**Aufgabe A**
Prüfe anhand des Textauszugs zur Redewiedergabe, ob die folgenden Aussagen zutreffen: (i) Das zu Beginn des 20. Jahrhunderts aufkommende wissenschaftliche Interesse an Redewiedergabe war zunächst philologischer Natur. (ii) Ann Banfield stützte ihre Arbeiten auf Alltagsgespräche. (iii) Für deskriptive Grammatiken ist das Vorliegen einer Originaläußerung definitorisch relevant für Redewiedergabe. Antworte jeweils mit Ja oder Nein und zitiere die entscheidenden Worte des Textauszugs wörtlich.

**Textauszug**
--------------------------------
Este paralelismo o relación de correspondencia [entre discurso directo y discurso indirecto, A. G.] no quiere decir que, en el uso que un hablante hace del DI, toda cita indirecta sea transposición de un enunciado reproducido previamente en DD, pero sí que ha de ser posible, al menos, imaginar la cita directa correspondiente. (Maldonado González 2000, 3577)

Der sicherlich gravierendste Unterschied zu präskriptiven Darstellungen besteht darin, dass deskriptive Grammatiken im Hinblick auf den ontologischen Status einer der Redewiedergabe zugrunde liegenden Originaläußerung eine abweichende Ansicht vertreten: Ob eine solche Originaläußerung vorliegt oder nicht, ist ohne definitorische Relevanz für das Vorliegen von Redewiedergabe. Dies gilt insbesondere, jedoch nicht ausschließlich für direkte Rede:

No importa que en la cita se reproduzcan palabras no emitidas realmente. Todo discurso citado, sea real o imaginario, supone necesariamente la reconstrucción de su situación de enunciación correspondiente. De hecho, ni siquiera una cita directa es siempre una cita real; ‚literalidad‘ no significa ‚autenticidad‘. (Maldonado González 2000, 3555)

2.3 Redewiedergabe aus sprachwissenschaftlicher Sicht

2.3.1 Redewiedergabe und linguistische Teildisziplinen

Das zu Beginn des 20. Jh.s aufkommende wissenschaftliche Interesse an Fragen der Redewiedergabe war zunächst philologischer Natur, es galt Phänomenen der Redewiedergabe in literarischer Sprache, wie etwa dem style indirect libre (vgl. Bally 1912)1 oder ähnlichen Hybridformen. In den Fokus genuin sprachwissenschaftlichen Interesses rückte der Themenkomplex erst deutlich später mit den generativistisch geprägten Arbeiten von Ann Banfield (1973), die sich ebenfalls auf literarische Texte stützte.2 Banfield entwickelte in ihrer Pionierarbeit eine formale Theorie zur Beschreibung syntaktischer und semantischer Charakteristika unterschiedlicher Typen von Redewiedergabe und entwarf gleichzeitig ein semantisches Modell zur Analyse von Deiktika im Kontext von Redewiedergabe. Mit Banfields Arbeiten traten direkte und indirekte Rede aus dem Schatten der freien indirekten Rede und rückten ins Zentrum des sprachwissenschaftlichen Erkenntnisinteresses. In der Folge verlagerte sich die linguistische Auseinandersetzung mit dem Thema in weitere Teildisziplinen, deren Beitrag zur Redewiedergabeforschung wir an dieser Stelle kurz umreißen möchten. Einzelne Aspekte werden wir im Abschnitt zu den formalen und funktionalen Besonderheiten von Redewiedergabe (s. Kap. 3.) wieder aufgreifen.
--------------------------------
**Aufgabe B**
Schreibe jede Zeile der Datensätze heraus, in der die Zeichenfolge „ground“ vorkommt.
--------------------------------
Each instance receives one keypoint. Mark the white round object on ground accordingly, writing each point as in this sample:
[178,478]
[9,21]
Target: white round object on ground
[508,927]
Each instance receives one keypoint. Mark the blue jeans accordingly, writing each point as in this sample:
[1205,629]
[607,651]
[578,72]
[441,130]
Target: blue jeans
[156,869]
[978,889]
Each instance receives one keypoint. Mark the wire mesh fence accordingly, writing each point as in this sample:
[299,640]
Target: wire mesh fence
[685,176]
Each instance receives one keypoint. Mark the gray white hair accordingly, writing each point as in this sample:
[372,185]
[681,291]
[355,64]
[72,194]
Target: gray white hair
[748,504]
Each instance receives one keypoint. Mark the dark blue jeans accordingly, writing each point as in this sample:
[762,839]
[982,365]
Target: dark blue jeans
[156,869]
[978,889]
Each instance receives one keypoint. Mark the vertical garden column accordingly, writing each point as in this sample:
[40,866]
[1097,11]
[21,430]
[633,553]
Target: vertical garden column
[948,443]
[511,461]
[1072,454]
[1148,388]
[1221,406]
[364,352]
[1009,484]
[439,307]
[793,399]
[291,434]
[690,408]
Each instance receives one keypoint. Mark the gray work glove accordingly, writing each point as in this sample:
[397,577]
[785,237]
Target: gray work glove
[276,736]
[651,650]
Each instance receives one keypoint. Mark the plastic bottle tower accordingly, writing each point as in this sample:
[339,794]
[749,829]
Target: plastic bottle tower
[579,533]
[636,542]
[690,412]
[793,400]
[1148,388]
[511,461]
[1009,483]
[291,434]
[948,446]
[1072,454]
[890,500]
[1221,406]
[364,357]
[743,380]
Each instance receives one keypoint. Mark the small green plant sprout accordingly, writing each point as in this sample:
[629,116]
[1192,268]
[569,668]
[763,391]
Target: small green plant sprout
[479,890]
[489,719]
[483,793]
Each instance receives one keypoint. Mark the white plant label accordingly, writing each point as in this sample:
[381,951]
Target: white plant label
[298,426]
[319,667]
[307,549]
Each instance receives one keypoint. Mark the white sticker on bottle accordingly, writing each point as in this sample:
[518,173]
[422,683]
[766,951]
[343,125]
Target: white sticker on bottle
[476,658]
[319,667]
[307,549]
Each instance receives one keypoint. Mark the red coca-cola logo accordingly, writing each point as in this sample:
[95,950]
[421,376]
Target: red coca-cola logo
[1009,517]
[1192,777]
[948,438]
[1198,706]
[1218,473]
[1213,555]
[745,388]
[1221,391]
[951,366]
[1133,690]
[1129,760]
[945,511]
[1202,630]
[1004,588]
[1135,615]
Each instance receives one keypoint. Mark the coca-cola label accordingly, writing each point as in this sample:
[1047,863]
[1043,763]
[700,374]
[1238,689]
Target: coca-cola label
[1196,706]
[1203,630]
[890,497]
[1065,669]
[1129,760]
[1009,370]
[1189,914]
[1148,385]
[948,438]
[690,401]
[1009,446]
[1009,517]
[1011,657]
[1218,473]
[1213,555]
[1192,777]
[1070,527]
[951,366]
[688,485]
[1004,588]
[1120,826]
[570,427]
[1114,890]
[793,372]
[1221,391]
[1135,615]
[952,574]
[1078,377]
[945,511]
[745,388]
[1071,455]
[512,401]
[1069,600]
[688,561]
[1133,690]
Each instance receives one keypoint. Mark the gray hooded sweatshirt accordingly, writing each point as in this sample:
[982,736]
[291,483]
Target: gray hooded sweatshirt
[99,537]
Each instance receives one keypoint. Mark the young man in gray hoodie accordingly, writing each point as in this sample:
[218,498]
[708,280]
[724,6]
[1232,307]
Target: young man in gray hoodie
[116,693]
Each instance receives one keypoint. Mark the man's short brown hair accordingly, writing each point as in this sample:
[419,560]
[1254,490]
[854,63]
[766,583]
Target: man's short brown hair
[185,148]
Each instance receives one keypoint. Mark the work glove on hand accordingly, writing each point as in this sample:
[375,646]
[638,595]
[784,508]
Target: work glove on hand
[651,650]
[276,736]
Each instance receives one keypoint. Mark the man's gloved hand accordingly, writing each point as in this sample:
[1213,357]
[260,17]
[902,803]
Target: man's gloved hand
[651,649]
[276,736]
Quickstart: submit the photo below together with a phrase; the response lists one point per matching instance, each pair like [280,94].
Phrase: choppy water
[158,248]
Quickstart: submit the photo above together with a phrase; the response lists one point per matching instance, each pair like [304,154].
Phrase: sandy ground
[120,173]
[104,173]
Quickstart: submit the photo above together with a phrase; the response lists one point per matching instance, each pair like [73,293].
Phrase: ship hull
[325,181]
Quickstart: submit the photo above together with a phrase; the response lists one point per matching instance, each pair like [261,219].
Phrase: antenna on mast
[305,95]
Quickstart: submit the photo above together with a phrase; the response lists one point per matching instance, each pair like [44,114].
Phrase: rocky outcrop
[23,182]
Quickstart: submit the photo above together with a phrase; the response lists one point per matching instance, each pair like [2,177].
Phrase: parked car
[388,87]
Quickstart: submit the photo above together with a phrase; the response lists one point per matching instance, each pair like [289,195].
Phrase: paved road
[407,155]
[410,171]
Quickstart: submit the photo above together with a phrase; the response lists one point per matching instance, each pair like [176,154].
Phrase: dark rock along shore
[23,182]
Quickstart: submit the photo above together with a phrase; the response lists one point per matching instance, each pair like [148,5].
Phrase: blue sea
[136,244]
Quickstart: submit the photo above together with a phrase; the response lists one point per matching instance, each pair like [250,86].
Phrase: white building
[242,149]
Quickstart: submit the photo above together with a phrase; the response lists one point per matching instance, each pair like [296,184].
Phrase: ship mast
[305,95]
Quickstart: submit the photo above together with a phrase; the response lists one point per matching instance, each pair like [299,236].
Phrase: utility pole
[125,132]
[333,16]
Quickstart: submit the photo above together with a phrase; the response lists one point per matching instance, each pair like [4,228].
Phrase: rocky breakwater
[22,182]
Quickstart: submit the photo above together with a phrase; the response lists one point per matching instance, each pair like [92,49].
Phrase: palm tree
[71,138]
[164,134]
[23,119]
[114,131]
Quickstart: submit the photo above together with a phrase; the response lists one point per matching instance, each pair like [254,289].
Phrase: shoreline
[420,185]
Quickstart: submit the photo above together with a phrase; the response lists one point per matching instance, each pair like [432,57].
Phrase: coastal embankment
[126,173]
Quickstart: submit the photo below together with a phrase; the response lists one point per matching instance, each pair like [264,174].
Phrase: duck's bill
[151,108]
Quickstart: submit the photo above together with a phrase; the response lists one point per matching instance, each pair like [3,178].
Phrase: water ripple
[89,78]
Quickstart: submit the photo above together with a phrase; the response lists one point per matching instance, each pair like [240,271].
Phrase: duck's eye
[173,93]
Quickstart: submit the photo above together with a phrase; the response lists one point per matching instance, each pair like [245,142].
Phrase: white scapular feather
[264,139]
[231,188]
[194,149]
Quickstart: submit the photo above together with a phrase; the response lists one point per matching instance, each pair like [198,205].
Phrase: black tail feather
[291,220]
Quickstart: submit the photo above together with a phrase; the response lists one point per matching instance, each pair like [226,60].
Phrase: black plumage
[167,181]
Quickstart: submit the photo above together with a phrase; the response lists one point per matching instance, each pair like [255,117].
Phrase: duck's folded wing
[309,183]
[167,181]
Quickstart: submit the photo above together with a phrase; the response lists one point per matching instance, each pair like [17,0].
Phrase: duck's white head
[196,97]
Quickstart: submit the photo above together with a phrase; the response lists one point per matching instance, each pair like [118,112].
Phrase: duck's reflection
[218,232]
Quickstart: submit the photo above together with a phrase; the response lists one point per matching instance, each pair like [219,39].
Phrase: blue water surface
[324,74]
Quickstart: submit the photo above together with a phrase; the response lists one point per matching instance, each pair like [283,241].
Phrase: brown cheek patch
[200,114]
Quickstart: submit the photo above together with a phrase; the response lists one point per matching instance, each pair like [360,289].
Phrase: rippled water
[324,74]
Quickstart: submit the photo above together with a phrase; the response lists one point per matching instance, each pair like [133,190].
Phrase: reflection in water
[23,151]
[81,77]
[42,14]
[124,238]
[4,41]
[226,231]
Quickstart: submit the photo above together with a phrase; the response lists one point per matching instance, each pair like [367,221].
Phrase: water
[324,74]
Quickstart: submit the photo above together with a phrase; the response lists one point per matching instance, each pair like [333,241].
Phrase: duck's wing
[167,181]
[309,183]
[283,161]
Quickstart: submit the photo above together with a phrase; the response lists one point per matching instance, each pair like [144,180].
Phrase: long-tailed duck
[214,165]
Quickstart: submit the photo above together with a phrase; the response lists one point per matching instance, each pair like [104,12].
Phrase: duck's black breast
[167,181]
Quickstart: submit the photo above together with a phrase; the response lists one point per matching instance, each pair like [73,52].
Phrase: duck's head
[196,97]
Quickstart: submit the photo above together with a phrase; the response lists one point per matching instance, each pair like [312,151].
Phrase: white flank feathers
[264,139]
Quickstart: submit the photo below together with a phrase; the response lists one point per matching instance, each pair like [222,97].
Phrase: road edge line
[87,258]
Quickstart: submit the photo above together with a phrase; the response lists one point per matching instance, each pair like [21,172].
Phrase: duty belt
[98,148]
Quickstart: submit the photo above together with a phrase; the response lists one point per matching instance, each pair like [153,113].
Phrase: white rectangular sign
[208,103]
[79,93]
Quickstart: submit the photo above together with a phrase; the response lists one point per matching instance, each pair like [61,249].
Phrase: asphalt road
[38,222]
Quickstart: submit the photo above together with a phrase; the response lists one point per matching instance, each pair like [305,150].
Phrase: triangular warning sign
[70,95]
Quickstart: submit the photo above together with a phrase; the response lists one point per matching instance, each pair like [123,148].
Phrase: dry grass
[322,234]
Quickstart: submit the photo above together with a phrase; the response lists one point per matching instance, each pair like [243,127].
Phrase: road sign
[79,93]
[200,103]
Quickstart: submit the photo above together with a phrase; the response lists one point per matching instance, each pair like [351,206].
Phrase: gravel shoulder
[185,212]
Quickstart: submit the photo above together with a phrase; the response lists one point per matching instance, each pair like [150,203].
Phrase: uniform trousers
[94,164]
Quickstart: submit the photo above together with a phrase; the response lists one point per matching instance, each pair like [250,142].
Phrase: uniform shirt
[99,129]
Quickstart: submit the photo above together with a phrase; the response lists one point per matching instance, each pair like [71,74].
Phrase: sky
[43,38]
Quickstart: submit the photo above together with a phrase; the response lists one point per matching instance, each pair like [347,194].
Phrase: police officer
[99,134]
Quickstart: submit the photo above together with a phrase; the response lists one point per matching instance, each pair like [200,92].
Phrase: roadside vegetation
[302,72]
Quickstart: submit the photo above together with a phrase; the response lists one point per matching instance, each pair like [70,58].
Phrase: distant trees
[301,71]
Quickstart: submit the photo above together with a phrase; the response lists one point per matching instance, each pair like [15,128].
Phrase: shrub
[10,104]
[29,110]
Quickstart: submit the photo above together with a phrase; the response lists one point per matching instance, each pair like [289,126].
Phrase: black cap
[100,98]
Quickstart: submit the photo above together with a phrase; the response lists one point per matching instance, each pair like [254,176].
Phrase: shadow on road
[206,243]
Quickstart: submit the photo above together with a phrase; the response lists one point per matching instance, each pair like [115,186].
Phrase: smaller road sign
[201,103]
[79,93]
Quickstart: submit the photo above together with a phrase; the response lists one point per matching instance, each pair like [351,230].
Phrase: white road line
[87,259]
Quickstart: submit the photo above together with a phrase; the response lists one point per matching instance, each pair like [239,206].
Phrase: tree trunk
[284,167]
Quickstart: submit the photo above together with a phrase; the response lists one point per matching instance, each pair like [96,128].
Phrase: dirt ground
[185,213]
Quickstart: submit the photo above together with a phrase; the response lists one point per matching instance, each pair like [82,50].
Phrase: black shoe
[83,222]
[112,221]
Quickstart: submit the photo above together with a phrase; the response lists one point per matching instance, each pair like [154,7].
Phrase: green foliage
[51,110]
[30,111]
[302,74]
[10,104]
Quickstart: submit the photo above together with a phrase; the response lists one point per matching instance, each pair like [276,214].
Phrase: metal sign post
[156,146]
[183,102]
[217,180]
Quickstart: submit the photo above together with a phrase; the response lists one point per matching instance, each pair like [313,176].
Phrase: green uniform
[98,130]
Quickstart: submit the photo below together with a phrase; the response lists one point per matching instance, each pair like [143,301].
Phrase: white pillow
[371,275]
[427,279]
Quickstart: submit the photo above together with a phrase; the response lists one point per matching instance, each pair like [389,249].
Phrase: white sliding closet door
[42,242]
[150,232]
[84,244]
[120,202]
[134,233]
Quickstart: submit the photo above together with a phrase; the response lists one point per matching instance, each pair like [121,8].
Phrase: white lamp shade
--------------------------------
**Lösung A**
(i) Ja: „Das zu Beginn des 20. Jh.s aufkommende wissenschaftliche Interesse an Fragen der Redewiedergabe war zunächst philologischer Natur“
(ii) Nein: „die sich ebenfalls auf literarische Texte stützte“
(iii) Nein: „Ob eine solche Originaläußerung vorliegt oder nicht, ist ohne definitorische Relevanz für das Vorliegen von Redewiedergabe.“

**Lösung B**
Each instance receives one keypoint. Mark the white round object on ground accordingly, writing each point as in this sample:
Target: white round object on ground
Phrase: sandy ground
Phrase: dirt ground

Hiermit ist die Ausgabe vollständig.